(Data listing)
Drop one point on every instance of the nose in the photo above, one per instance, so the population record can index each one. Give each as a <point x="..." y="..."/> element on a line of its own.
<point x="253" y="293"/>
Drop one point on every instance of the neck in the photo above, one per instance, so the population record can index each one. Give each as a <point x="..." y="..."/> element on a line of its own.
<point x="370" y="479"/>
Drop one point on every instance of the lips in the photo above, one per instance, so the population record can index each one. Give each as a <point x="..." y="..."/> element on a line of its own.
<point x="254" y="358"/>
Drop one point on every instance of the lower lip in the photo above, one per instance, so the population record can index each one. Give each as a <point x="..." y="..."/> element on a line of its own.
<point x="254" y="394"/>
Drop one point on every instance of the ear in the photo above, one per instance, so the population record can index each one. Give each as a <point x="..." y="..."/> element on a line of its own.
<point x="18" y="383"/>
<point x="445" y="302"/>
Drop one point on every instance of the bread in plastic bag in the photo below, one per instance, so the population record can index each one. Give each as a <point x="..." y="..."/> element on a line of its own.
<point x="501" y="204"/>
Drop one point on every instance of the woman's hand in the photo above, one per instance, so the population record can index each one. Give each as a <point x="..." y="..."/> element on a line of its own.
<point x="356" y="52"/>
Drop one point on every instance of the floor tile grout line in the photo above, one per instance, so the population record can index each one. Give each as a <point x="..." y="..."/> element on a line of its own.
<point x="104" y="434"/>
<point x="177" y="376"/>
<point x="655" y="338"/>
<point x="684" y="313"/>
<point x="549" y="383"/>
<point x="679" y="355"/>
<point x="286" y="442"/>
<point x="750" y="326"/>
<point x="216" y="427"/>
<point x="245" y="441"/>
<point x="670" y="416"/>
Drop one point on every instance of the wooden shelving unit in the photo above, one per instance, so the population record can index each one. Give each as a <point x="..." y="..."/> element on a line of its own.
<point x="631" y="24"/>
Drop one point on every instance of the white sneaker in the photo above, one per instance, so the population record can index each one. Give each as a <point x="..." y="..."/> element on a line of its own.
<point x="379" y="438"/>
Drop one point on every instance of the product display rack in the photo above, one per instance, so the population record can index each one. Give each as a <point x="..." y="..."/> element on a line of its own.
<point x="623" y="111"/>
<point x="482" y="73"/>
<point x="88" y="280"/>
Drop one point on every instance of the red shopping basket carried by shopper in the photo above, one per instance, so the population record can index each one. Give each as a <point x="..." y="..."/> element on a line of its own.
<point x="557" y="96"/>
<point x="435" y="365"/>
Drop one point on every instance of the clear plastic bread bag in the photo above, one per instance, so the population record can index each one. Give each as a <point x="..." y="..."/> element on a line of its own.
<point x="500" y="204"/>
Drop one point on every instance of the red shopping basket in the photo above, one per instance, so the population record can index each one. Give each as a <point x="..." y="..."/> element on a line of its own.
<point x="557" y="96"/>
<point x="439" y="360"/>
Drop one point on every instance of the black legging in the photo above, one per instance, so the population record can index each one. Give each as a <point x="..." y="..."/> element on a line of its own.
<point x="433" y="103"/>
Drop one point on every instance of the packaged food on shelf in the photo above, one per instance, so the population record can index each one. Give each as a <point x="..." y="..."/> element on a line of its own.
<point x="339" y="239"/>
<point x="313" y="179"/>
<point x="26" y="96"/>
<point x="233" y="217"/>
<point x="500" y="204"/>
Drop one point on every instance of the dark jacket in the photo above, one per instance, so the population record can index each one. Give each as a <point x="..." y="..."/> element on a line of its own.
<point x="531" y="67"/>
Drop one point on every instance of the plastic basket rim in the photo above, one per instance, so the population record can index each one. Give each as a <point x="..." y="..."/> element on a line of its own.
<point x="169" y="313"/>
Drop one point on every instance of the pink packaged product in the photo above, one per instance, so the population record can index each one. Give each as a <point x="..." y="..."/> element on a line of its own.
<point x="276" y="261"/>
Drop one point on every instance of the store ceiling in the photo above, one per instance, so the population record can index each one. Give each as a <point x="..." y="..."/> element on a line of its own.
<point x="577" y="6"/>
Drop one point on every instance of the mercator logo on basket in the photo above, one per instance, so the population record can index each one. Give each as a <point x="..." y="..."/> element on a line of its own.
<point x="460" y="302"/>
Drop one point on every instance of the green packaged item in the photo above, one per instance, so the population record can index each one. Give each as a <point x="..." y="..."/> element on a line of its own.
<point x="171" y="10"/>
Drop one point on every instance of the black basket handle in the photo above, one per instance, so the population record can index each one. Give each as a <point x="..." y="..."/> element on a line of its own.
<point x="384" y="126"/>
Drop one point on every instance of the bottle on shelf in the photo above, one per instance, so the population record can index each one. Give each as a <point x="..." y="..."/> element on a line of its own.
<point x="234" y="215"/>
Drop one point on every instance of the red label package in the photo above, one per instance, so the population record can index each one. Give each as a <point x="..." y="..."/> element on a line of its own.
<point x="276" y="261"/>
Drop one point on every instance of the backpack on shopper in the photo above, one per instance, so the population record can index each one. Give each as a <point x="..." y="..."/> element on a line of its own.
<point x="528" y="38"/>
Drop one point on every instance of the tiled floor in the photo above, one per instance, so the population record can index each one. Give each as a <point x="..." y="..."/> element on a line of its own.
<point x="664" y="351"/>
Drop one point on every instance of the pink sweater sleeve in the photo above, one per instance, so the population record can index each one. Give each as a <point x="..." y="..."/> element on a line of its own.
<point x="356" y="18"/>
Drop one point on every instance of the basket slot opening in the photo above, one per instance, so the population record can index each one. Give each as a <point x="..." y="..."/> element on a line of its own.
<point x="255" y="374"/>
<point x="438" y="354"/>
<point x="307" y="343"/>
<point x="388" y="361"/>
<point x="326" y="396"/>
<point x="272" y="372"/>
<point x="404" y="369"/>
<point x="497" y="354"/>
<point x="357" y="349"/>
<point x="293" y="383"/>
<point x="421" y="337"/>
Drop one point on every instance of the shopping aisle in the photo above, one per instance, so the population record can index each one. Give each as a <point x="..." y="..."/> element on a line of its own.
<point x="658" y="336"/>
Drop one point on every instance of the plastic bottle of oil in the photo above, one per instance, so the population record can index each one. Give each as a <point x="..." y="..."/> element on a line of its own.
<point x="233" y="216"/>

#### [GIVEN EXERCISE]
Retype the material above, line by line, exactly.

#### [RESULT OF THE TASK]
Drop one point on every instance of the nose in the photo above, one per instance, so the population record can index each one. Give each as a <point x="..." y="..."/> element on a line of its own.
<point x="253" y="293"/>
Drop one point on every instance of the neck in the photo above, one per instance, so the population record can index each one. Give each as a <point x="..." y="..."/> element on a line of its own.
<point x="370" y="479"/>
Drop one point on every instance of the lips in the photo above, one per instance, so the population record can index each one. Give each as a <point x="..." y="..."/> element on a line of its own.
<point x="254" y="358"/>
Drop one point on every instance of the lower lip in the photo above, one per instance, so the population record can index each one. Give each as a <point x="..." y="..."/> element on a line of its own.
<point x="254" y="394"/>
Drop one point on every instance of the ear in the photo above, one per instance, so the population record can index each one. Give each as a <point x="..." y="..."/> element on a line of its own.
<point x="18" y="383"/>
<point x="445" y="302"/>
Drop one point on every instance of the bread in plastic bag in the photo below, one per instance, so the population record can index each one. Give each as a <point x="..." y="..."/> element on a line of its own.
<point x="501" y="204"/>
Drop one point on every instance of the woman's hand in the photo above, one per instance, so the population record can index each one. Give each as a <point x="..." y="..."/> element on a line of its own.
<point x="356" y="52"/>
Drop one point on every instance of the floor tile grout line in the photo above, one per instance, so the population record can index each one. Give each as a <point x="..." y="..."/> element on a line of its own.
<point x="104" y="434"/>
<point x="177" y="376"/>
<point x="655" y="338"/>
<point x="684" y="313"/>
<point x="549" y="383"/>
<point x="679" y="355"/>
<point x="286" y="442"/>
<point x="750" y="326"/>
<point x="216" y="427"/>
<point x="245" y="441"/>
<point x="670" y="416"/>
Drop one point on every instance of the wooden shelving unit in the photo above, one per instance, so the population record can index each one. Give each as a <point x="..." y="..."/> element on a line of its own.
<point x="631" y="24"/>
Drop one point on every instance of the white sneaker in the photo above, one per instance, so the population record can index each one. Give each as a <point x="..." y="..."/> element on a line of its own.
<point x="379" y="438"/>
Drop one point on every instance of the product display rack in the photo above, one per instance, so the population record can index each one. Give each as a <point x="..." y="..."/> element on a line of its own.
<point x="623" y="111"/>
<point x="482" y="73"/>
<point x="88" y="280"/>
Drop one point on every instance of the red shopping basket carried by shopper in the photo above, one per instance, so the population record can index each one. Give each as a <point x="..." y="..."/> element on a line of its own.
<point x="557" y="96"/>
<point x="435" y="365"/>
Drop one point on every instance of the clear plastic bread bag in the photo above, one per instance, so the population record can index each one. Give each as a <point x="..." y="..."/> element on a line of its own.
<point x="500" y="204"/>
Drop one point on every instance of the red shopping basket in the photo above, one per instance, so the population record can index each one. Give each as a <point x="..." y="..."/> element on a line of its own.
<point x="557" y="96"/>
<point x="439" y="360"/>
Drop one point on every instance of the black legging in the photo above, one per instance, so the population record can index each one. Give each as a <point x="..." y="..."/> element on a line of its own.
<point x="433" y="103"/>
Drop one point on every instance of the packaged food on shelf in the photo above, one per instance, so the population record can index each one. Give each as a <point x="..." y="..."/> element on a line of its own.
<point x="339" y="239"/>
<point x="313" y="179"/>
<point x="26" y="96"/>
<point x="233" y="217"/>
<point x="500" y="204"/>
Drop one point on every instance of the dark jacket in the photo above, one per instance, so the population record can index each one. Give each as a <point x="..." y="..."/> element on a line of its own.
<point x="531" y="67"/>
Drop one point on every instance of the plastic basket rim in the photo above, one per instance, so the population record can index each one. Give each as a <point x="..." y="..."/> element on a line of its own.
<point x="169" y="313"/>
Drop one point on every instance of the pink packaged product in the photo above, one per instance, so the population record can index each one. Give each as a <point x="..." y="..."/> element on a line of its own.
<point x="276" y="261"/>
Drop one point on every instance of the store ceiling in the photo above, one per instance, so the population record can index each one. Give each as a <point x="..." y="..."/> element on a line of its own.
<point x="577" y="6"/>
Drop one point on every instance of the mercator logo on basket in the photo above, one per instance, so the population record can index each one. Give each as a <point x="..." y="..."/> element on a line of its own.
<point x="460" y="302"/>
Drop one point on every instance of the green packaged item in the photo above, one per instance, so the population record can index each one. Give each as a <point x="..." y="..."/> element on a line of its own.
<point x="171" y="10"/>
Drop one point on every instance of the black basket handle in the photo above, one per instance, so the population record can index each one. Give each as a <point x="..." y="..."/> element on a line of its own.
<point x="384" y="126"/>
Drop one point on every instance of the bottle on shelf in the photo above, one per instance, so the population record can index each one. Give each as a <point x="..." y="..."/> element on a line of its own.
<point x="234" y="215"/>
Drop one point on every instance of the red label package in the photo above, one per instance, so the population record can index each one. Give each as a <point x="..." y="..."/> element on a line of its own.
<point x="276" y="261"/>
Drop one point on every instance of the backpack on shopper in the photo above, one per instance, so the population record can index each one. Give each as a <point x="..." y="..."/> element on a line of its own.
<point x="528" y="38"/>
Drop one point on every instance of the tiled floor in the photo above, one per instance, so the population record can index each one. Give each as a <point x="..." y="..."/> element on a line of its own.
<point x="664" y="351"/>
Drop one point on every instance of the pink sweater sleeve in the photo above, one per instance, so the population record can index each one. Give each as a <point x="..." y="..."/> element on a line of its own.
<point x="356" y="18"/>
Drop one point on every instance of the basket slot opening in the photo above, one per instance, so the population record can index each one. Give each as a <point x="..." y="..."/> element on a line of its own.
<point x="255" y="374"/>
<point x="438" y="354"/>
<point x="307" y="343"/>
<point x="388" y="361"/>
<point x="326" y="396"/>
<point x="272" y="372"/>
<point x="404" y="369"/>
<point x="497" y="354"/>
<point x="357" y="349"/>
<point x="293" y="383"/>
<point x="421" y="337"/>
Drop one point on every instance of the shopping aisle in the photo above, one per instance, so the population record can index each one. Give each as a <point x="..." y="..."/> element on a line of its own.
<point x="658" y="336"/>
Drop one point on every instance of the plastic bottle of oil in the photo above, one per instance, so the population record can index each one. Give each as a <point x="..." y="..."/> element on a line of its own.
<point x="233" y="216"/>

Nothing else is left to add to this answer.